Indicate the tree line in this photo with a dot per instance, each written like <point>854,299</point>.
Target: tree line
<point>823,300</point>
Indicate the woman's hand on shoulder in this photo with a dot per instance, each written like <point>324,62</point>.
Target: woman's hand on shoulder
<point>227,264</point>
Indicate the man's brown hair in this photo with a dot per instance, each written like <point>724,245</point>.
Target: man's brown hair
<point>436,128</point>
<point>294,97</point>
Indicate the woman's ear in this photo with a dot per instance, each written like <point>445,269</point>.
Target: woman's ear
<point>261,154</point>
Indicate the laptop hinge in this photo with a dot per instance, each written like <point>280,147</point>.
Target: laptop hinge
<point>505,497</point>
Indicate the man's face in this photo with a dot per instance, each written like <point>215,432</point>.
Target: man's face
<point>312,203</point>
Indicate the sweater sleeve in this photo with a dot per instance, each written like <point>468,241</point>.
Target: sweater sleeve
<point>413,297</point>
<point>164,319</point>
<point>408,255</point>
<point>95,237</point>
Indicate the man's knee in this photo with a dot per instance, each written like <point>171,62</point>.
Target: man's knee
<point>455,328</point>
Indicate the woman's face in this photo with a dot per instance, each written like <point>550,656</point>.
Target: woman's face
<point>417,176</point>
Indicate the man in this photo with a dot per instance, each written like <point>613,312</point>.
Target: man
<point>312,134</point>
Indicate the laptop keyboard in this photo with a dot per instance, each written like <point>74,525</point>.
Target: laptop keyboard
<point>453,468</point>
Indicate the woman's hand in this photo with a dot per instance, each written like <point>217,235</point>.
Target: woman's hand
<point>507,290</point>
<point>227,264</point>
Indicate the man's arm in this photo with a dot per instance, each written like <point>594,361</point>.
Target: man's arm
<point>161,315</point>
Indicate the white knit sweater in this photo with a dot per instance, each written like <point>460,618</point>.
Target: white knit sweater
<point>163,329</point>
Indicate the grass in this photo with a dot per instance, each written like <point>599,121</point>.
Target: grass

• [TASK] Retype the complete listing exactly.

• [EXERCISE RESULT]
Indicate the tree line in this photo with a dot per instance, each written like <point>854,299</point>.
Target: tree line
<point>823,300</point>
Indicate the woman's hand on shoulder in this photo with a dot per instance, each written like <point>324,62</point>.
Target: woman's hand on shoulder
<point>227,264</point>
Indicate the man's brown hair in this photo with a dot per instance, each written like <point>724,245</point>.
Target: man's brown hair
<point>436,128</point>
<point>294,97</point>
Indicate the woman's ear in this photo with a dot per instance, each written like <point>445,269</point>.
Target: woman's ear
<point>261,154</point>
Indicate the laptop hinge in this photo with a dot per instance, each written like <point>280,147</point>.
Target: laptop hinge
<point>505,497</point>
Indicate the man's face in this photo with a dot per instance, each written like <point>215,432</point>.
Target: man's face
<point>312,203</point>
Indicate the sweater sleeve in this photo with a dot per instance, each written like <point>468,241</point>.
Target: sweater sleeve
<point>413,297</point>
<point>164,319</point>
<point>408,255</point>
<point>95,237</point>
Indicate the man's knee in this photo with a dot per instance, each written like <point>171,62</point>.
Target: man's knee
<point>455,328</point>
Indicate the woman's face in this photo with a dot per instance, each written like <point>550,656</point>.
Target: woman's face
<point>417,176</point>
Indicate the man in this photo with a dot per instance, each written like <point>613,312</point>.
Target: man
<point>312,134</point>
Indicate the laptop keyboard in this photo with a dot per instance, each written like <point>74,525</point>.
Target: laptop keyboard
<point>453,468</point>
Indicate the woman's hand in this photo with a dot per instance, each written like <point>217,235</point>.
Target: woman's hand
<point>507,290</point>
<point>227,264</point>
Indicate the man's arm in this photo with a dot per instance, each written like <point>594,361</point>.
Target: man's arm
<point>161,315</point>
Indicate the white knit sweater in this photo with a dot per instance, each written like <point>460,618</point>.
Target: white knit sweater
<point>163,329</point>
Indicate the grass in this photo with a dot per instance, each written like <point>599,121</point>.
Target: grass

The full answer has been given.